— Dataset excerpts —

○ ○ ○ ○

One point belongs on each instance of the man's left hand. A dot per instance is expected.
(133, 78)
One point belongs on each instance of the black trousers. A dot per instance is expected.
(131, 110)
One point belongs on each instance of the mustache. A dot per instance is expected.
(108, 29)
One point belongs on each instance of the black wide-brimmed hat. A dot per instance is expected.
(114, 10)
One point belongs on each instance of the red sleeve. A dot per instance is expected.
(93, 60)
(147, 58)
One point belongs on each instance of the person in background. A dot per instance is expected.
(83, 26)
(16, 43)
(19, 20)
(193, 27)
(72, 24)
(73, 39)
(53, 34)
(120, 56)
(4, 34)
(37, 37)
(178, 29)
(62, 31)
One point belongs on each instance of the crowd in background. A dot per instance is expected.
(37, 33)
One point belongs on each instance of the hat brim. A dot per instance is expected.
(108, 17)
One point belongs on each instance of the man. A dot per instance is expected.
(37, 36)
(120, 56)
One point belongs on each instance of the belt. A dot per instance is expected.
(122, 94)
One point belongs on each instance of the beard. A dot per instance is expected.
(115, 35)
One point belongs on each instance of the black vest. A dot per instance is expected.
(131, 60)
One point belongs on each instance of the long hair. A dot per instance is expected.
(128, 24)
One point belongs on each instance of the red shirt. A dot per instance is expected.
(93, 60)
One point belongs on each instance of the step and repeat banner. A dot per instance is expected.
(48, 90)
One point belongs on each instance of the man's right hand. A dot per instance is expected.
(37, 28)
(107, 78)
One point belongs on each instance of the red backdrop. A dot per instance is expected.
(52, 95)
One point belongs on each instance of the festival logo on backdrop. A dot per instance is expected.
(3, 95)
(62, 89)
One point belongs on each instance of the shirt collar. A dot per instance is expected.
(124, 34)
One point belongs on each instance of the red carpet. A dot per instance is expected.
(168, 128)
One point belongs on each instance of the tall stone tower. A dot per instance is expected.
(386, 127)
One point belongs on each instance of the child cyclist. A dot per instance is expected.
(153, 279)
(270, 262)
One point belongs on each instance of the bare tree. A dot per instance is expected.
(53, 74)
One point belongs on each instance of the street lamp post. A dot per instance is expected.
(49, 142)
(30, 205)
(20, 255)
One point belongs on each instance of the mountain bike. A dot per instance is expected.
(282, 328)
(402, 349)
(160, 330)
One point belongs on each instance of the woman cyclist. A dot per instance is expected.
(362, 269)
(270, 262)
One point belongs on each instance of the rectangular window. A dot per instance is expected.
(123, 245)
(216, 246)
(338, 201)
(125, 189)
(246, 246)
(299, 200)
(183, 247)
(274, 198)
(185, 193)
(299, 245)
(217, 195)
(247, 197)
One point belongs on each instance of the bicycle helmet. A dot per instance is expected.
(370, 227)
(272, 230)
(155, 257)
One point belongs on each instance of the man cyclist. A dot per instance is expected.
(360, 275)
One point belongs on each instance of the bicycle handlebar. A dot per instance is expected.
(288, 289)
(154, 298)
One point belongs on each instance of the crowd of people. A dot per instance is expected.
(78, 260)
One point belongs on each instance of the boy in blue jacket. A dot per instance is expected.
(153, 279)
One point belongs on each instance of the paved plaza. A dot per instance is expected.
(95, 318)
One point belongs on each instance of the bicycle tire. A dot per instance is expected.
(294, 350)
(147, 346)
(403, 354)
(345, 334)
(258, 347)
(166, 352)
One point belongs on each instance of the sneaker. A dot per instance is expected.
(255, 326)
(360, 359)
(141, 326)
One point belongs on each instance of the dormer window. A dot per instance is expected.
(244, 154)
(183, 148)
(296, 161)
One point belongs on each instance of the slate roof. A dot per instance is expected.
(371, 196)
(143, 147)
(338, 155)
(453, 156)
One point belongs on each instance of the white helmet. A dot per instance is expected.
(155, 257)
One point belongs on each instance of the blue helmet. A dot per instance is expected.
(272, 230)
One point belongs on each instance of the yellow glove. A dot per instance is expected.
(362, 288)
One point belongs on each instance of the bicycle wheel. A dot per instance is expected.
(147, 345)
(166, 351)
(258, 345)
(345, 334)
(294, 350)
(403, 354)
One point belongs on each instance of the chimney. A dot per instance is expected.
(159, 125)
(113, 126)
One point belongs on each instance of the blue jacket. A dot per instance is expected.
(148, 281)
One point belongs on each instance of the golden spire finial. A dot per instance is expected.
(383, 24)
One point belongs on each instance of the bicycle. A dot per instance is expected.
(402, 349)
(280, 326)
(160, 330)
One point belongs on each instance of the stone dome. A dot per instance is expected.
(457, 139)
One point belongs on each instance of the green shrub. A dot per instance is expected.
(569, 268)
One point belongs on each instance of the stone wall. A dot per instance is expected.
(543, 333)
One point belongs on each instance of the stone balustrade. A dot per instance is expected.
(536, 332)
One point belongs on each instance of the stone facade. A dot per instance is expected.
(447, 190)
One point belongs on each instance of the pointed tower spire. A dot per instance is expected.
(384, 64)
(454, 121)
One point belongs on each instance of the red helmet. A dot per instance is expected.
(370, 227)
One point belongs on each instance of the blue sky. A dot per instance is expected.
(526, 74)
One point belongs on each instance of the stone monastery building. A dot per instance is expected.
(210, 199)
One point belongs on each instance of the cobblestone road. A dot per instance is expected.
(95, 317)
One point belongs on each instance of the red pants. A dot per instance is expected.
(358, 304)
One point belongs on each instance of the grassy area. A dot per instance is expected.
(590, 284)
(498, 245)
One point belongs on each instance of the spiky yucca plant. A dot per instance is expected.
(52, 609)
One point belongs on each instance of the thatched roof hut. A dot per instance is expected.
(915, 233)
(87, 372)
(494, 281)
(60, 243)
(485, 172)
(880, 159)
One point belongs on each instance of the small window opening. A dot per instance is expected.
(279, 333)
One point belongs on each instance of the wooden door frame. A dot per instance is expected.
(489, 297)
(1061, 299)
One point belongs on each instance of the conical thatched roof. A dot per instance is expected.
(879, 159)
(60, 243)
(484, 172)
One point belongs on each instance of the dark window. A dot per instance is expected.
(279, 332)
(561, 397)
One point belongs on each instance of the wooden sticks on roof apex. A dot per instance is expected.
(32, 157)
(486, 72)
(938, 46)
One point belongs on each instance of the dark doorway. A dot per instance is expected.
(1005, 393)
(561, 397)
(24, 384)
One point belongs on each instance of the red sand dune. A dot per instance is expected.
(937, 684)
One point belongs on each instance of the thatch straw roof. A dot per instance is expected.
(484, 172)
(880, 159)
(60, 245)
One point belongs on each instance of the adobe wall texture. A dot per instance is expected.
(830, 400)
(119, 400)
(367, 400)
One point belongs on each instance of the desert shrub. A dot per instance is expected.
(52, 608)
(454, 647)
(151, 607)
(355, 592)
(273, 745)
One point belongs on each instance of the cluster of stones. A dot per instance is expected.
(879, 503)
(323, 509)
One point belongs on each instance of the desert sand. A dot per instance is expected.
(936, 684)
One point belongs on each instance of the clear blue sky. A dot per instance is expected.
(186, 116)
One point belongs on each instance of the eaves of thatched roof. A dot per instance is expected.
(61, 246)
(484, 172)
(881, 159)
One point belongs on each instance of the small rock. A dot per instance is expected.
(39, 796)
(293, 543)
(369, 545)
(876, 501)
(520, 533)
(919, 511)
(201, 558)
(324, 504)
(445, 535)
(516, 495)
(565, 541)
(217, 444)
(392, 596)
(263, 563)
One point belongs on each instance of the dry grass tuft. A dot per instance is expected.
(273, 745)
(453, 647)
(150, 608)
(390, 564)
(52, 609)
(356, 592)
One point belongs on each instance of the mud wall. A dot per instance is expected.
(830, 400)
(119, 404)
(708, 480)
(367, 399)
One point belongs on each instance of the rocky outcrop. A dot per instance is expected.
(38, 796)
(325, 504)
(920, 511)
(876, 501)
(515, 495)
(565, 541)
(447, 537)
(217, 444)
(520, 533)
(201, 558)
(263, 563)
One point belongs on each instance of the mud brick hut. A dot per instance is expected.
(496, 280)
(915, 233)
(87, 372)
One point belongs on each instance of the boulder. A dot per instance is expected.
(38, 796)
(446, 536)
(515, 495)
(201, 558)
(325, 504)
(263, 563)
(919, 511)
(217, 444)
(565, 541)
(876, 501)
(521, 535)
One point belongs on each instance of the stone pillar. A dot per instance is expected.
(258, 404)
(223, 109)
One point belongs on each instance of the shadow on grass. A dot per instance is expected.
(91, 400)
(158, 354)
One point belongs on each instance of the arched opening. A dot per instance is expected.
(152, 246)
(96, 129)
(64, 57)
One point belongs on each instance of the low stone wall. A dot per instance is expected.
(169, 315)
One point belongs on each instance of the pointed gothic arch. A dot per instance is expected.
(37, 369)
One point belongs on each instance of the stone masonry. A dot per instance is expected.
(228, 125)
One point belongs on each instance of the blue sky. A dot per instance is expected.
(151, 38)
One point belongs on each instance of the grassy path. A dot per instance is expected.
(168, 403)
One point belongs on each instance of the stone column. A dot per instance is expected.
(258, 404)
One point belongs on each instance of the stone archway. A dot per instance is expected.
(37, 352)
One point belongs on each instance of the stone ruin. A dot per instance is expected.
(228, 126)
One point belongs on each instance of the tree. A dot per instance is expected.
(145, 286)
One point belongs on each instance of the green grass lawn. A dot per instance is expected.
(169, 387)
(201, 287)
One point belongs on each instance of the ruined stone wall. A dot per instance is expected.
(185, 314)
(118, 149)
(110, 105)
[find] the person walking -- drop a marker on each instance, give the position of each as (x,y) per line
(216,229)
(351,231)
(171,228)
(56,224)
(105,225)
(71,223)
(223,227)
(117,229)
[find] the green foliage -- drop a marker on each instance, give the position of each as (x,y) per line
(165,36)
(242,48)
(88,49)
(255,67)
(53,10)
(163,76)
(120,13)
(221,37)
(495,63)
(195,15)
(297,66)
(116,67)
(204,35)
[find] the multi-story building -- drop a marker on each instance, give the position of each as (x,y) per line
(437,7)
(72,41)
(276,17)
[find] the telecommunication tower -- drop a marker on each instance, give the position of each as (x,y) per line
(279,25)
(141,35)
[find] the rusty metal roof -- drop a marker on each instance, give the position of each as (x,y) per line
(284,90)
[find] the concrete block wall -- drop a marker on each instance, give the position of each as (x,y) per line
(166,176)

○ ○ ○ ○

— TASK PROMPT —
Look above for the line that contains "One point belongs on each instance of the grassy path.". That line and every line after it through the end of the data must be written out exactly, with nothing else.

— RESULT FOR THIS TASK —
One point belongs on each instance of the grassy path. A dot per instance is expected.
(168, 403)
One point belongs on each instance of the stone column. A dot per instance is expected.
(258, 404)
One point belongs on each instance of the stone archway. A dot per instance is expected.
(37, 352)
One point belongs on each instance of the stone ruin. A dot per instance is expected.
(228, 126)
One point belongs on each instance of the tree. A dot per instance is expected.
(145, 286)
One point belongs on each instance of the green grass lawn. A dot per instance is expected.
(169, 387)
(201, 287)
One point belongs on each instance of the ruined stone wall. A dot per instance is expected.
(185, 314)
(118, 149)
(110, 105)
[find] the person walking -- drop a marker on each instance, give the position of each as (x,y) per line
(216,229)
(351,231)
(171,228)
(56,224)
(105,225)
(71,223)
(223,227)
(117,229)
[find] the green foliage -- drop a marker on each instance, give the position of each as (x,y) per line
(165,36)
(242,48)
(88,49)
(255,67)
(53,10)
(163,76)
(120,13)
(221,37)
(495,63)
(195,15)
(297,66)
(116,67)
(204,35)
[find] the multi-story building -- drop a marker on each instance, give the position of each as (x,y) per line
(437,7)
(72,41)
(276,17)
[find] the telecommunication tower -- drop a marker on each instance, give the position of each as (x,y) per line
(279,25)
(141,35)
[find] the rusty metal roof -- drop a marker on each instance, give the position of each as (x,y) per line
(284,90)
[find] the concrete block wall -- drop a marker on each instance, give the position of each as (x,y) per line
(166,176)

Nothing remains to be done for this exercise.